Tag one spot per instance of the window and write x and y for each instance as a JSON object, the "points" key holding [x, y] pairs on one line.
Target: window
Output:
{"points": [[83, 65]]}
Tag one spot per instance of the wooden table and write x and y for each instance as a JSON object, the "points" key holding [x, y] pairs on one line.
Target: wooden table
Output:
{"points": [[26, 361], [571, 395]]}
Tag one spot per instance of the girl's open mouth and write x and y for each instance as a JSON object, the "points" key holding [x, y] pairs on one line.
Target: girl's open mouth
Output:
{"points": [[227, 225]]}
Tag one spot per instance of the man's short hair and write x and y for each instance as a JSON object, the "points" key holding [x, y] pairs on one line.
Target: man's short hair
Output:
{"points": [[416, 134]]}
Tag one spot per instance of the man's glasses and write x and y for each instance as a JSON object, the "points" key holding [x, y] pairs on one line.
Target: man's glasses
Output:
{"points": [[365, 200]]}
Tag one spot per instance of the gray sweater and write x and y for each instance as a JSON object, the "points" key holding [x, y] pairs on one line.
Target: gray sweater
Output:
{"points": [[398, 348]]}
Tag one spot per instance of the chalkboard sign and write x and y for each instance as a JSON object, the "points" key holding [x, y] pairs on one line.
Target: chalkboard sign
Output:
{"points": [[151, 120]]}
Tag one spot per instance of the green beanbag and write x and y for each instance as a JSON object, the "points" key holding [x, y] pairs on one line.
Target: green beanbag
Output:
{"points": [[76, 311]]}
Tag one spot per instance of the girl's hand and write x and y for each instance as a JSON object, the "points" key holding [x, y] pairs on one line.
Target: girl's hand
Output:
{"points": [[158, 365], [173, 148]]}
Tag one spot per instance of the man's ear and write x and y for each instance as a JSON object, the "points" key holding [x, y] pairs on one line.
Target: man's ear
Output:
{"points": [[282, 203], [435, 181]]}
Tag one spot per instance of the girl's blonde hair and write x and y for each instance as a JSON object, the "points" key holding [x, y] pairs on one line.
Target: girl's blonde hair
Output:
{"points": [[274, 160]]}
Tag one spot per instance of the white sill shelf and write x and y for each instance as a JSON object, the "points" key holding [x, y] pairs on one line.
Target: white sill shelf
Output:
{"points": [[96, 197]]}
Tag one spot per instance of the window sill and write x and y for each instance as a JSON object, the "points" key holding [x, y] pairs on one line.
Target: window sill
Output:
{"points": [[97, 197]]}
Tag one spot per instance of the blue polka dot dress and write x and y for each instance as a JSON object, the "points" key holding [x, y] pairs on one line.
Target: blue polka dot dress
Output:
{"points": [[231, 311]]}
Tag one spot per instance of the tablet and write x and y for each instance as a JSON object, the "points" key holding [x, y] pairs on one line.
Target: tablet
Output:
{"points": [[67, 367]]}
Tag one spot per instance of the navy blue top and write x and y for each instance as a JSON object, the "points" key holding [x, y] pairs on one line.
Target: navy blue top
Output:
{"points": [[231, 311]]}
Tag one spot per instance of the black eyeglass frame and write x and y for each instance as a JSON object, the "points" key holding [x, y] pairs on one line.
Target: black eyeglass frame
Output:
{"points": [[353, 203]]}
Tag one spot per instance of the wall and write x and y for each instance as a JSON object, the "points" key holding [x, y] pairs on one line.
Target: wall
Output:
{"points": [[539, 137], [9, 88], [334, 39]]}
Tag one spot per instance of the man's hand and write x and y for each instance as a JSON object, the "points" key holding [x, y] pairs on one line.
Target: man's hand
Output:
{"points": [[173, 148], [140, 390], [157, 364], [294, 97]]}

The request. Please copy out each record, character for character.

The response.
Tag one spot per instance of the window and write x and y for each instance as a JSON object, the "points" key holding [x, y] pairs on one line.
Target: window
Output:
{"points": [[83, 65]]}
Tag one spot per instance of the wooden table and write x and y for each instance as a JSON object, the "points" key holding [x, y] pairs on one line.
Target: wooden table
Output:
{"points": [[26, 361], [571, 395]]}
Tag one spot per instance of the girl's open mouth and write x and y for each instance as a JSON object, the "points" key holding [x, y] pairs on one line.
Target: girl's open mouth
Output:
{"points": [[227, 225]]}
Tag one spot per instance of the man's short hair and write x and y for each instance as a JSON object, the "points" key holding [x, y] pairs on one line.
Target: man's short hair
Output:
{"points": [[416, 134]]}
Tag one spot per instance of the man's glasses and write x and y for each instance as a JSON object, the "points" key holding [x, y] pairs on one line.
Target: man's glasses
Output:
{"points": [[365, 200]]}
Tag one spot per instance of the gray sweater and write x and y for each instance as a JSON object, the "points" key holding [x, y] pairs on one line.
Target: gray sweater
Output:
{"points": [[398, 348]]}
Tag one spot per instance of the chalkboard sign and write x and y for each instance as a JSON object, the "points" key holding [x, y] pairs on one line.
Target: chalkboard sign
Output:
{"points": [[151, 120]]}
Tag one spot per instance of the green beanbag and write x and y for each instance as a JSON object, the "points" key holding [x, y] pairs on one line.
Target: green beanbag
Output:
{"points": [[76, 311]]}
Tag one spot per instance of the girl's hand and write x and y for each instance as a JSON object, the "points" key holding [x, y] pairs on one line.
Target: girl's hand
Output:
{"points": [[158, 365], [173, 148]]}
Tag one spot per instance of the man's ear and write x and y for each instance as a JSON object, the "points" key holding [x, y] pairs on one line.
Target: man's ear
Output:
{"points": [[282, 203], [435, 181]]}
Tag one spot per instance of the girl's blonde hair and write x and y for each instance as a JSON object, the "points" key holding [x, y] pairs on one line.
Target: girl's blonde hair
Output:
{"points": [[274, 160]]}
Tag one spot per instance of the white sill shelf and write x and y for each instance as a JSON object, the "points" key holding [x, y] pairs on one line.
Target: white sill shelf
Output:
{"points": [[96, 197]]}
Tag one spot per instance of the window sill and write x and y for each instance as a JSON object, the "points" key holding [x, y] pairs on one line.
Target: window sill
Output:
{"points": [[97, 197]]}
Tag one spot per instance of the blue polka dot dress and write x and y for each instance as a JSON object, the "points" key holding [x, y] pairs on one line.
Target: blue polka dot dress
Output:
{"points": [[231, 311]]}
Tag one spot per instance of the tablet and write x and y for each instance as a JSON object, the "points" key holding [x, y] pairs on one line.
Target: tablet
Output:
{"points": [[67, 367]]}
Tag one spot per instance of the navy blue top and write x and y for each instance as a JSON object, the "points" key holding [x, y] pairs on one line.
Target: navy blue top
Output:
{"points": [[231, 311]]}
Tag one spot per instance of the black eyeglass frame and write x and y for each instance as a JSON object, the "points" key holding [x, y] pairs on one line.
Target: black eyeglass frame
Output:
{"points": [[353, 203]]}
Tag one spot per instance of the wall and write x and y for each instance as a JSON object, the "points" key holding [x, y] pairs on one line.
Target: wall
Output:
{"points": [[539, 137], [9, 88], [334, 39]]}
Tag one spot per instance of the man's hand and write x and y for each instance as a JSON object, the "points" key holding [x, y] pairs on one line.
Target: man's hand
Output:
{"points": [[173, 148], [140, 390], [157, 364], [294, 97]]}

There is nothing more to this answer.